§ **KURZE AUFGABE 1**:
Wie prüft man laut dem Text über Demut und eitlen Ruhm, ob Balsam echt ist?

§ **VORLIEGENDER TEXT**:
Elischa sagte zu einer Witwe: „Leih dir viele leere Gefäße und gieße Öl hinein“ (2 Kön 4,3). Um die Gnade Gottes in unser Herz aufnehmen zu können, darf dieses nicht voll von uns selbst sein. Der Turmfalke schreckt die Raubvögel durch seinen Schrei und seinen Blick; deshalb lieben ihn die Tauben vor allen anderen Vögeln und nisten in seiner Nähe in Sicherheit. So vertreibt auch die Demut den Teufel und bewahrt in uns die Gnaden und Gaben des Heiligen Geistes. Deshalb haben auch die Heiligen, besonders aber der König aller Heiligen und seine gebenedeite Mutter diese erhabene Tugend mehr als alle anderen sittlichen Tugenden geschätzt und geliebt.
Eitlen Ruhm nennen wir, wenn man sich etwas einbildet auf eine Sache, die nicht in uns ist, oder wenn in uns, dann nicht unser Eigen, oder wenn in uns und unser Eigentum, dann unwert, dass man sich ihrer rühme. Adelige Geburt, Fürstengunst, Volksgunst sind Dinge, die nicht an uns liegen, sondern an unseren Vorfahren oder in der Meinung anderer. Manche sind stolz und eingebildet, weil sie ein schönes Pferd reiten, weil sie eine Feder auf ihrem Hut tragen oder prunkvoll gekleidet sind. Was für ein Unsinn! Wenn darin ein Ruhm liegt, dann steht er dem Pferd zu, dem Vogel oder dem Schneider. Wie kläglich, seine Ehre von einem Pferd, einer Feder oder einem Stück Tuch herzuleiten! – Andere brüsten und zieren sich wegen eines aufgezwirbelten Schnurrbartes, eines gepflegten Bartes, wegen ihrer gekräuselten Haare oder zarten Hände, oder weil sie tanzen, spielen, singen können. Wie armselig, sich auf so verrückte und kindische Dinge etwas einzubilden und sich ihretwegen für etwas Besonderes zu halten! – Wieder andere wollen für ein wenig Wissen geehrt und geschätzt sein; alle sollen von ihnen lernen und sie als ihre Meister betrachten; man nennt sie deshalb auch Pedanten. – Andere stolzieren daher wie Pfaue und meinen, jeder müsste ihrer Schönheit wegen ihnen den Hof machen. All das ist außerordentlich eitel, dumm und anmaßend; demnach heißt auch der Ruhm, den man von diesen nichtigen Dingen ableitet, eitel, dumm und leichtfertig.
Echten Wert erkennt man wie echten Balsam. Man prüft den Balsam, indem man ihn ins Wasser tropfen lässt; sinkt er unter und bleibt am Boden, so gilt er als besonders fein und kostbar. Will man erkennen, ob ein Mensch wirklich weise, gelehrt, hochherzig und edel ist, dann muss man prüfen, ob diese Eigenschaften mit Demut, Bescheidenheit und Duldsamkeit gepaart sind, denn dann sind sie echte Werte. Wenn sie aber obenauf schwimmen, wenn sie zur Schau gestellt sein wollen, dann werden sie umso weniger echte Werte sein, je mehr sie scheinen wollen. Perlen, die im Brausen des Sturmes und unter dem Krachen des Donners entstehen, sind hohl und haben nur eine schöne Schale aber keinen Kern. So haben auch die guten Eigenschaften und Tugenden der Menschen nur den Schein des Guten ohne Mark, Saft und Kraft, wenn sie unter Hochmut, Prahlerei und Eitelkeit entstehen und wachsen.

(Beschriftete Formdatensätze)
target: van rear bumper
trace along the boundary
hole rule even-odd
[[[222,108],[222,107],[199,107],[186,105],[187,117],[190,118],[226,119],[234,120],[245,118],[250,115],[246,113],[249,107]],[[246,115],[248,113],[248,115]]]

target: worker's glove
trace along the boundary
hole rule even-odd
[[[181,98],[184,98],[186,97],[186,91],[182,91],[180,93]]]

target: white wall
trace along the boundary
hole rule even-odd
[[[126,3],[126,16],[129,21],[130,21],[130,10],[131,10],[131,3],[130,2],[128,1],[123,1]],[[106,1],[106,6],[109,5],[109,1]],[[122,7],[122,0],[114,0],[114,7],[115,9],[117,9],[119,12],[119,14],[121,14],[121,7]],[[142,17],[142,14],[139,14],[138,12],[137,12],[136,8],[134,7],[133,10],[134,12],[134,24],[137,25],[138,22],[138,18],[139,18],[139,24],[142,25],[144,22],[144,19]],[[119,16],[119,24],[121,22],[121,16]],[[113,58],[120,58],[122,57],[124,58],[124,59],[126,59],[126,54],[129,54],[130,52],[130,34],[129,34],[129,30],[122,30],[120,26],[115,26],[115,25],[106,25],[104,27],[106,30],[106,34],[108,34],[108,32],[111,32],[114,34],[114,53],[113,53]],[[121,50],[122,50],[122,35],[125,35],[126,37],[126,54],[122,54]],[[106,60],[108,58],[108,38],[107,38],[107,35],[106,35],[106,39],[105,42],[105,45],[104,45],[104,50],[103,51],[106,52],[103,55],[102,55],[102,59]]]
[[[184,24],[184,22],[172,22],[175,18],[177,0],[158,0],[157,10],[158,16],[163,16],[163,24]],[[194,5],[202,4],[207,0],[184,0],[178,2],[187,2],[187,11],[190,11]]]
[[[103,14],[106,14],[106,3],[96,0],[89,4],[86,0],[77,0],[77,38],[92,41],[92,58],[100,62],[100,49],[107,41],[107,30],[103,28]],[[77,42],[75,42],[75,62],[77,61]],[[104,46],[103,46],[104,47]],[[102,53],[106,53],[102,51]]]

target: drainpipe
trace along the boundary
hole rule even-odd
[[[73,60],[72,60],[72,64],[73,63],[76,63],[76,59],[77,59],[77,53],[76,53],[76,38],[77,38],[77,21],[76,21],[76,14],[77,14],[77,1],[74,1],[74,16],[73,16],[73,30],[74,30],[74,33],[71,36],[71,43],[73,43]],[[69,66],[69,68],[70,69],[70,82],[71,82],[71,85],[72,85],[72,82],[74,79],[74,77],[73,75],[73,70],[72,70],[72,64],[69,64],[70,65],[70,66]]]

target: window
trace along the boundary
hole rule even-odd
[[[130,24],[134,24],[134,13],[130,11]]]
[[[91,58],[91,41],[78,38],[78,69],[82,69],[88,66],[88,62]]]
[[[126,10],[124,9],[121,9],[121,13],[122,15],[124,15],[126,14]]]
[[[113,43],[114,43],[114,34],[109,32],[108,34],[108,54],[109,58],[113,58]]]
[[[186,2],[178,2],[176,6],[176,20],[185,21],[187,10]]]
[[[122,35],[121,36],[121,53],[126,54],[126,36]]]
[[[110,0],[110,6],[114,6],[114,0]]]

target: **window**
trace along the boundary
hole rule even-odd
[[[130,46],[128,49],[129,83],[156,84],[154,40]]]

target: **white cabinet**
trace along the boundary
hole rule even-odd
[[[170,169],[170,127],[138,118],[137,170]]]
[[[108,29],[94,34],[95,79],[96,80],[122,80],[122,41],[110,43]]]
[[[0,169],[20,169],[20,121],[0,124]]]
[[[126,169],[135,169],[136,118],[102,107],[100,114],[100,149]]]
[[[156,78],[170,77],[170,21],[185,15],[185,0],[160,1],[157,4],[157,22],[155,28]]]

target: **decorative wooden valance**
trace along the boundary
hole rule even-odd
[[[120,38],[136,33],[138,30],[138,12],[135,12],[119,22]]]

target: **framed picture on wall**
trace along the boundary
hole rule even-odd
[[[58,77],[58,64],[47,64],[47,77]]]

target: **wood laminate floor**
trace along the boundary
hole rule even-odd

§ **KURZE AUFGABE 2**:
Tippe aus der Liste die Zeilen vom Anfang der Liste bis einschließlich der Zeile mit „[[[181,98],[184,98],[186,97],[186,91],[182,91],[180,93]]]“ noch einmal genau ab.

§ **AUSGABE 1**:
Man lässt ihn ins Wasser tropfen. Sinkt er unter und bleibt am Boden, gilt er als besonders fein und kostbar.

§ **AUSGABE 2**:
target: van rear bumper
trace along the boundary
hole rule even-odd
[[[222,108],[222,107],[199,107],[186,105],[187,117],[190,118],[226,119],[234,120],[245,118],[250,115],[246,113],[249,107]],[[246,115],[248,113],[248,115]]]

target: worker's glove
trace along the boundary
hole rule even-odd
[[[181,98],[184,98],[186,97],[186,91],[182,91],[180,93]]]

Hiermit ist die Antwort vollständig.